To be done.
Count the lines of the listing that contain the string "player" with matching case, and reply with that number alone.

Dataset records.
______________________________

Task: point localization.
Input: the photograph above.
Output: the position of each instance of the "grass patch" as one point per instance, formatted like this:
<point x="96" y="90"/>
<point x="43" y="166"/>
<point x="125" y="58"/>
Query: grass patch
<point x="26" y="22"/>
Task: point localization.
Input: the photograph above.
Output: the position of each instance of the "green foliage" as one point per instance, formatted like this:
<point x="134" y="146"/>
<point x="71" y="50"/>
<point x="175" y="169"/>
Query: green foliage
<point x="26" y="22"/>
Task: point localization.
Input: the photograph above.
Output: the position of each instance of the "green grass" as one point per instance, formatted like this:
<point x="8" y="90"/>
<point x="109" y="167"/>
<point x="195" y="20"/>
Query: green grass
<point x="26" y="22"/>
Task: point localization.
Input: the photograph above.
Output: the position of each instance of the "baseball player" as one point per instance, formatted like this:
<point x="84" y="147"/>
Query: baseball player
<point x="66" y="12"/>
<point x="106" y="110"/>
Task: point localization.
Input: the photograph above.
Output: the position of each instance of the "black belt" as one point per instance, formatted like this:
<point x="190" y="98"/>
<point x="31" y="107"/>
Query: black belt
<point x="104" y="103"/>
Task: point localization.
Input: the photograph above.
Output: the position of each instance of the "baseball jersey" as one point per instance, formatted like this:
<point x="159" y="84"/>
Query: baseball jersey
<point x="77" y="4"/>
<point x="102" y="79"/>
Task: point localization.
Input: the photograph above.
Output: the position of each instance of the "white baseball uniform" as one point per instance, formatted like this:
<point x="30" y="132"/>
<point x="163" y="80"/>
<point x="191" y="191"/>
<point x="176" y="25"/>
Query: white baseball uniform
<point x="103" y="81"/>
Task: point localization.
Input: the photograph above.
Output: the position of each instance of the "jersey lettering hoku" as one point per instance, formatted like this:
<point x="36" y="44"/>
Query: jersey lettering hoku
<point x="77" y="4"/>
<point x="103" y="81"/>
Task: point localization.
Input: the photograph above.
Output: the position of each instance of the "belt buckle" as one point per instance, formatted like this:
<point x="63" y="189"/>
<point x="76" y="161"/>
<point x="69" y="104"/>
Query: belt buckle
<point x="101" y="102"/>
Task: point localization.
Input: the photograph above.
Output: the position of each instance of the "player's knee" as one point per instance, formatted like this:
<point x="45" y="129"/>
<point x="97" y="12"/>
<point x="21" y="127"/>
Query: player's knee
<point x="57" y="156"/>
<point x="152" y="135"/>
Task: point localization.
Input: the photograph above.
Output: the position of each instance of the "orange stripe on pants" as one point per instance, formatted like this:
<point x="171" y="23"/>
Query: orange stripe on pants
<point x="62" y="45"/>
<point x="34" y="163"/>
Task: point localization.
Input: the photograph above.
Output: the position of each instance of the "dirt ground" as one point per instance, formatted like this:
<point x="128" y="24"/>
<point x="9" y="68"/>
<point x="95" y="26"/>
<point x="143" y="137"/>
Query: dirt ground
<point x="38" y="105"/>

______________________________

Solution to the exercise.
4